▶ **EXERCISE AIM**
Please collect every line in the items below that contains the word "background", and copy each one in full. Case counts when matching.

--- START DATASET RECORDS ---

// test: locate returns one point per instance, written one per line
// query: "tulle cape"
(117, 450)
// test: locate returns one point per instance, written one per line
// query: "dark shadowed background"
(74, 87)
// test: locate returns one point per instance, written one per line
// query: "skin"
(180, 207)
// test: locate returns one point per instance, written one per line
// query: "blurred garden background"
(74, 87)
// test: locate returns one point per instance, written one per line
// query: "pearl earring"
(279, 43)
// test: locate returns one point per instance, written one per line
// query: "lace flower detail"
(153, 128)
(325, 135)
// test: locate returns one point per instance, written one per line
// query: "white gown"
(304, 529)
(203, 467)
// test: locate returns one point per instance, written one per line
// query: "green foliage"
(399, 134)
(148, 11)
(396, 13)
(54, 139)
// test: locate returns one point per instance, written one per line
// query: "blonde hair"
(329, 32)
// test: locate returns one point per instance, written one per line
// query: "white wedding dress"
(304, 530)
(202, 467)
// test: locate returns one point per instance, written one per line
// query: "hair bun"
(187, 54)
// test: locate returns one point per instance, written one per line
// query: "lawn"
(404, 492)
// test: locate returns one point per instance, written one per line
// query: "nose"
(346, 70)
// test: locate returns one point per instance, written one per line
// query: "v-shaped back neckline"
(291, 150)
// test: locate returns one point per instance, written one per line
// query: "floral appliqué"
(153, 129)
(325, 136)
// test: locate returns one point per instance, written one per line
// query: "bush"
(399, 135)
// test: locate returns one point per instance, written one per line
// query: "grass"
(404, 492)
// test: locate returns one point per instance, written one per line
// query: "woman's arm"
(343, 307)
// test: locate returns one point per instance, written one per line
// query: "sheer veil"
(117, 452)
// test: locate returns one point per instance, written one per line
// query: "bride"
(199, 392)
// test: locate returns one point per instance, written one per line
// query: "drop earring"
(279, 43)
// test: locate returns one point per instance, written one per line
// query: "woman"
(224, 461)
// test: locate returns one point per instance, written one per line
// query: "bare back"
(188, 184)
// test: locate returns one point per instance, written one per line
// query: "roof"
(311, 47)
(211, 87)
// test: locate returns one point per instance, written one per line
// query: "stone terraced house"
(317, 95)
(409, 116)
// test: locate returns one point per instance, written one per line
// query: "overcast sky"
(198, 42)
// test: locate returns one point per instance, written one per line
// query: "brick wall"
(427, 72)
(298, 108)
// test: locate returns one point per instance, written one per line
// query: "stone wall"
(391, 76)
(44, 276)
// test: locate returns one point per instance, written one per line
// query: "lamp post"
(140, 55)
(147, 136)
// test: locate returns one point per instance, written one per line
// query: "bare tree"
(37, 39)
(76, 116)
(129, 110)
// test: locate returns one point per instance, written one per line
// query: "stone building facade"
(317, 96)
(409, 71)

--- END DATASET RECORDS ---

▶ **ANSWER TO THE EXERCISE**
// query: "dark shadowed background"
// query: "blurred garden background"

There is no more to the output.